* _TRAVAIL À FAIRE_:
- a) Récrivez plus brièvement le paragraphe de l'article sur l'affaire Forgeard qui commence par « Laurence Parisot, en défendant », sans perdre ses faits principaux.
- b) Prolongez l'article sur l'affaire Forgeard à partir de sa dernière phrase.

* _ARTICLE_:
Comment décrédibiliser « tous » les patrons : l’affaire Forgeard

par Francis BEAU
lundi 16 avril 2007

Laurence Parisot, en défendant le système permettant aux patrons de « très grandes entreprises » de disposer d’indemnités de départ « gigantesques » lorsqu’ils sont mis à pied par leur conseil d’administration, nous fait l’exacte démonstration du théorème dit « de l’argent fou », qui veut que l’argent, au-delà d’un certain seuil de « gigantisme », isole les individus qui y ont accès à un point tel qu’ils en perdent tout sens des réalités. Chefs d’entreprise, il est urgent de rappeler votre patronne à la réalité si vous ne voulez pas que ce soit la rue qui le fasse pour vous en vous mettant dans le même sac.

« (...)Il est important d’expliquer ce qu’est le job d’un chef de très grande entreprise ; je crois que personne ne sait exactement ce que ça veut dire : c’est une pression gigantesque ! » Laurence Parisot, France Inter, dimanche 15 avril 2007, 8h50-8h59.

Mais de quelle pression parle-t-on ?

* _DONNÉES ENREGISTRÉES_:
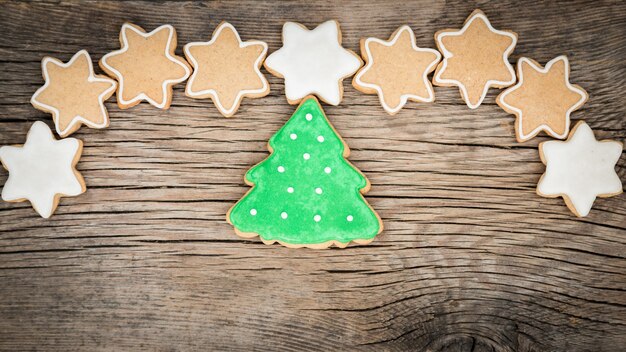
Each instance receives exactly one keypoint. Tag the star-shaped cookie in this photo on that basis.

* _RÉPONSES_:
- a) Laurence Parisot défend les indemnités de départ « gigantesques » accordées aux patrons de « très grandes entreprises » mis à pied par leur conseil d'administration. Elle illustre ainsi le théorème « de l'argent fou » : au-delà d'un certain seuil, l'argent isole ceux qui y ont accès au point de leur faire perdre le sens des réalités. Les chefs d'entreprise doivent vite rappeler leur patronne à la réalité, sinon la rue le fera en les mettant tous dans le même sac.

- b)
Dans cette interview réalisée par Roland Mihaïl sur France Inter, la présidente du MEDEF se reconnaît, non pas choquée, mais "très étonnée" par le montant des indemnités de départ touchées par M. Forgeard, et nous fait surtout part de sa "stupéfaction" devant "le déferlement d’anathèmes d’ignorance et de démagogie qui a suivi la révélation de l’affaire". Elle déclare quant à elle ne pas savoir si ces indemnités sont ou non justifiées, et estime que seuls le conseil d’administration et l’assemblée générale des actionnaires disposent des éléments permettant d’en juger. Cela s’appelle bien perdre tout sens des réalités.

En effet, la question n’est pas véritablement de savoir si M. Forgeard a été un bon ou un mauvais PDG d’Airbus, s’il est ou non responsable des milliers de suppressions d’emplois qui ont suivi son départ et s’il est ou non impliqué dans un délit d’initié. Elle est bien plus de savoir si l’énormité du montant de ses indemnités est, non pas seulement justifiable, mais tout simplement tolérable. Un simple petit calcul élémentaire aurait dû permettre à madame Parisot de savoir : 8,5 millions d’euros, c’est l’équivalent de 100 ans de salaire à plus de 7 000 euros par mois, c’est également environ 1 000 fois plus que l’indemnité de licenciement d’un salarié payé environ 1 500 euros par mois qui aurait plus de vingt ans d’ancienneté ; cherchez l’erreur !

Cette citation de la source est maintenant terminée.